[Opening Material provided section]

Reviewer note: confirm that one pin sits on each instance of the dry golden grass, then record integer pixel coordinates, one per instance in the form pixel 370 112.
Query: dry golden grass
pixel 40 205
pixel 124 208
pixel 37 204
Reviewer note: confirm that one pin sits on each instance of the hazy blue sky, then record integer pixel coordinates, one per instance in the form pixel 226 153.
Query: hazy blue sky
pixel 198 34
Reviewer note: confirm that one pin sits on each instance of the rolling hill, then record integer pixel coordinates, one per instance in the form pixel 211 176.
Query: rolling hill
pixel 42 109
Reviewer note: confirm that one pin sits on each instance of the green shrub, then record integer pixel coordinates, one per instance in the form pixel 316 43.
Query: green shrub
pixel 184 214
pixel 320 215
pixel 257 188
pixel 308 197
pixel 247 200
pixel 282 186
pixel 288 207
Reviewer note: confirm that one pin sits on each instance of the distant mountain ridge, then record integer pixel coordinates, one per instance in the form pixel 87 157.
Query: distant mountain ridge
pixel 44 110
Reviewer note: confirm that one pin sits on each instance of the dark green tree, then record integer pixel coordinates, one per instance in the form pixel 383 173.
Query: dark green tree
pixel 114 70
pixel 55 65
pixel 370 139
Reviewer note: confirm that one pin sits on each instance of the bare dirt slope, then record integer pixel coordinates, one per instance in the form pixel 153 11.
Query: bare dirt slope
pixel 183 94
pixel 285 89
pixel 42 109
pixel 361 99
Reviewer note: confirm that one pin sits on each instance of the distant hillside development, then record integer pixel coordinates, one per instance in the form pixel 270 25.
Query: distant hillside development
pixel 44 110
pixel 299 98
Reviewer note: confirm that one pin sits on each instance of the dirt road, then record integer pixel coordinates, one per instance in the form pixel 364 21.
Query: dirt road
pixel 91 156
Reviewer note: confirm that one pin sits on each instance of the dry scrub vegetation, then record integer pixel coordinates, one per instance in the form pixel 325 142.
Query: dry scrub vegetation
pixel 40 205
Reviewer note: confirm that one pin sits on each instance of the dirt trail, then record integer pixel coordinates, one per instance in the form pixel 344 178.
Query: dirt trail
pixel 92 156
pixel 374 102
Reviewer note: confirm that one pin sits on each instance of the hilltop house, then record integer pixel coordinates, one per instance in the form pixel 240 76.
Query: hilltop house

[Closing Material provided section]
[Opening Material provided section]

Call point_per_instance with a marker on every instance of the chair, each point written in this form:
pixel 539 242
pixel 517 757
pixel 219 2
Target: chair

[Closing Material provided section]
[Opening Material provided section]

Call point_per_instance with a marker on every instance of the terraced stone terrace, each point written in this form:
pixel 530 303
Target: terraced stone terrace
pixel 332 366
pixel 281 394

[Closing Material provided section]

Exercise: Look through the data above and return exactly the lines from the one that contains "pixel 370 112." to the one that contains "pixel 270 25.", inclusive, with nothing else.

Problem solution:
Reviewer note: confirm that one pin sits on each instance of the dry golden grass, then record integer pixel coordinates, one per instance in the form pixel 370 112.
Query: dry golden grass
pixel 40 205
pixel 124 208
pixel 37 204
Reviewer note: confirm that one pin sits on each instance of the hazy blue sky, then record integer pixel coordinates, one per instance in the form pixel 226 153.
Query: hazy blue sky
pixel 198 34
Reviewer note: confirm that one pin sits on each instance of the rolling hill, then record integer pixel coordinates, one per instance in the form pixel 211 176.
Query: rolling hill
pixel 42 109
Reviewer note: confirm that one pin sits on each instance of the green shrub, then record integer pixel coordinates, one per instance in the form pixel 316 43.
Query: green shrub
pixel 184 214
pixel 320 215
pixel 257 188
pixel 308 197
pixel 247 200
pixel 282 186
pixel 288 207
Reviewer note: confirm that one pin sits on each instance of the distant mountain ridge, then record integer pixel coordinates, one per instance in the form pixel 87 157.
Query: distant mountain ridge
pixel 44 110
Reviewer note: confirm that one pin sits on each instance of the dark green tree, then record integer pixel coordinates, one per instance in the form pixel 383 173.
Query: dark green tree
pixel 114 70
pixel 55 65
pixel 370 139
Reviewer note: confirm that one pin sits on each instance of the bare dirt slope, then record integer pixel coordinates, one per instance in the form pixel 153 11.
Query: bare dirt slope
pixel 183 94
pixel 285 89
pixel 42 109
pixel 361 99
Reviewer note: confirm that one pin sits on each instance of the distant hillside development, then record integer pixel coordinates, one per instance in the form pixel 270 25.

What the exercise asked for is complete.